START Extracted records
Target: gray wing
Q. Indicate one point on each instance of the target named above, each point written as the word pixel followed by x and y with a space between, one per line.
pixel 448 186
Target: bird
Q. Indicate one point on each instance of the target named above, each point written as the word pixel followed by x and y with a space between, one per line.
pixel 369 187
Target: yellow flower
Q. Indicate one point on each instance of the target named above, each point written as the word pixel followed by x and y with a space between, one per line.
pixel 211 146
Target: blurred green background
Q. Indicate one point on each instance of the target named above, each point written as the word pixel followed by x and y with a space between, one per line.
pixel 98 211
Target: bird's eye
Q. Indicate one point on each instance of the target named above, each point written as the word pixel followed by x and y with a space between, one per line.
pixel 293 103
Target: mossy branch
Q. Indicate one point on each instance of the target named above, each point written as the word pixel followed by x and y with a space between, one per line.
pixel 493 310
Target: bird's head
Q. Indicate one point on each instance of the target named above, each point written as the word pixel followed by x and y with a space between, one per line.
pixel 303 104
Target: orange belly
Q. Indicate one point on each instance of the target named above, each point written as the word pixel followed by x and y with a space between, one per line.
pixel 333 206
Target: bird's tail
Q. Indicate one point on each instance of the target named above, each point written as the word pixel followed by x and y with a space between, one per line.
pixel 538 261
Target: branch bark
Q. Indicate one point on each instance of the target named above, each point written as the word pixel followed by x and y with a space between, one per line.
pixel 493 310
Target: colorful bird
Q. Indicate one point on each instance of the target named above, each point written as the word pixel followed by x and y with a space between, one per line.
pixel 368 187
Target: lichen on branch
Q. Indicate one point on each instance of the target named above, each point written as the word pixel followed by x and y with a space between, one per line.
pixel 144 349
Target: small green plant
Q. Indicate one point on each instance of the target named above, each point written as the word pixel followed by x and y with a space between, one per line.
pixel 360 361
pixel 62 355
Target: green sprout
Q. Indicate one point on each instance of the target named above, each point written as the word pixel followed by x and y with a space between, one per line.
END Extracted records
**What the task requires**
Exactly as shown above, return every record.

**Finished task**
Target: gray wing
Q. Indicate one point on each instance of the target named above, each point written as the word pixel followed by x and y with a space between, one per line.
pixel 448 186
Target: bird
Q. Indicate one point on each instance of the target named above, each point written as the word pixel followed by x and y with a space between, one per line.
pixel 369 187
Target: yellow flower
Q. Indicate one point on each instance of the target named above, each point written as the word pixel followed by x and y with a space between, one per line.
pixel 211 146
Target: blurred green background
Q. Indicate one point on each instance of the target named above, each point written as the word pixel followed by x and y with a space between, one per line.
pixel 98 211
Target: bird's eye
Q. Indicate one point on each instance of the target named above, each point written as the word pixel followed by x and y with a space between, one per line.
pixel 293 103
Target: mossy branch
Q. Indicate one point on each instance of the target named above, each point written as the word pixel followed by x and y with a space between, one per line.
pixel 493 310
Target: bird's head
Q. Indicate one point on each instance of the target named above, each point written as the word pixel followed by x and y with a space between, one per line.
pixel 303 104
Target: orange belly
Q. Indicate one point on each instance of the target named above, each point written as the word pixel followed by x and y with a space between, one per line.
pixel 333 206
Target: bird's tail
Q. Indicate one point on each instance of the target named above, each point written as the word pixel followed by x and y with a space between, one per line.
pixel 538 261
Target: branch bark
Q. Indicate one point on each instance of the target named above, each point written as the word pixel followed by x and y with a space between, one per line.
pixel 493 310
Target: colorful bird
Q. Indicate one point on each instance of the target named above, each point written as the word pixel followed by x and y with a space between, one per line.
pixel 368 187
Target: lichen on branch
Q. Indicate one point on each instance of the target named above, each point written as the word pixel followed by x and y with a space between, one per line.
pixel 144 349
Target: small green plant
Q. Indicate one point on each instance of the target named above, each point written as the word pixel followed by x and y with a space between, one per line.
pixel 360 361
pixel 62 355
Target: green sprout
Q. Indicate one point on each instance of the target named above, each point written as the word pixel followed by x and y with a space between, one per line.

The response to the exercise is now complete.